Work task:
Reproduce word for word the passage of the text on insecurity below that opens with the words containing "I’ve realized there" and closes with "a luxury vacation.".

Text:
____
Have you ever felt small and out of place? In this post, I’m not going to throw empty clichés at you like “just be confident.” I want us to slow down and look deeply at the real reasons why a person becomes insecure. Because in most cases, it’s not who you are—it’s the “scratches” that have accumulated over time.
I’ve realized there are four main reasons why insecurity takes root in our minds:
Table of Contents
1. The Comparison Trap and “Peer Pressure”
Comparison isn’t inherently wrong, but if you constantly use someone else’s strengths to highlight your own weaknesses, a sense of inferiority becomes your brain’s default filter.
Especially in the age of social media, we are facing a kind of pressure known as ‘peer pressure‘ that is more overwhelming than ever before. I’ve had moments where, every time I reconnected with friends, I would find myself whispering a bitter confession to my own heart: ‘I’m just not as good as anyone else.’ The reason was simple: day after day, I’d be scrolling through my feed, watching this person get a promotion, that person buy a house, or someone else jetting off on a luxury vacation.
Even if you tell yourself that everyone is on their own timeline, looking at someone else’s filtered “highlight reel” and then coming home to your own reality—full of chores and worries—makes it easy to feel like you’re losing. When you use someone else’s yardstick to measure your life, your choices start to veer off track just to chase things that don’t even belong to you.
2. Negative Experiences and Past Imprints
This is the most haunting reason. Moments of being mocked, failing, or being rejected can leave deep psychological “scars.” If those experiences repeat often enough, you start to believe that you truly aren’t “good enough.”
____
Extracted entries:
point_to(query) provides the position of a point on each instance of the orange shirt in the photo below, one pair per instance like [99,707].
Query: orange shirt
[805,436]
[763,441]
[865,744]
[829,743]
____
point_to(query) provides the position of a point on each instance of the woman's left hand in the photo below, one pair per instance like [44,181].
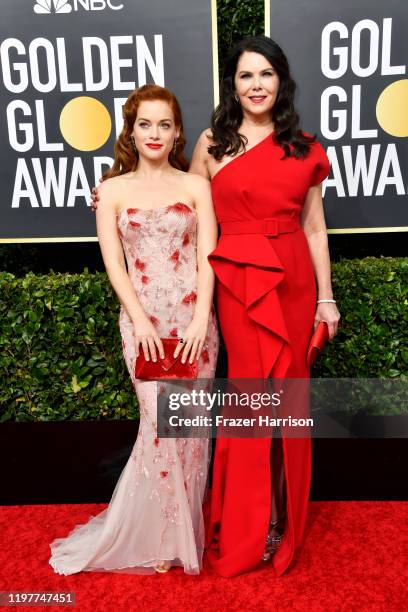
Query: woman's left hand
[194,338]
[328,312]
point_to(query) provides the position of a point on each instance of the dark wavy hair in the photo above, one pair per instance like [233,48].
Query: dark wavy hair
____
Written response:
I’ve realized there are four main reasons why insecurity takes root in our minds:
Table of Contents
1. The Comparison Trap and “Peer Pressure”
Comparison isn’t inherently wrong, but if you constantly use someone else’s strengths to highlight your own weaknesses, a sense of inferiority becomes your brain’s default filter.
Especially in the age of social media, we are facing a kind of pressure known as ‘peer pressure‘ that is more overwhelming than ever before. I’ve had moments where, every time I reconnected with friends, I would find myself whispering a bitter confession to my own heart: ‘I’m just not as good as anyone else.’ The reason was simple: day after day, I’d be scrolling through my feed, watching this person get a promotion, that person buy a house, or someone else jetting off on a luxury vacation.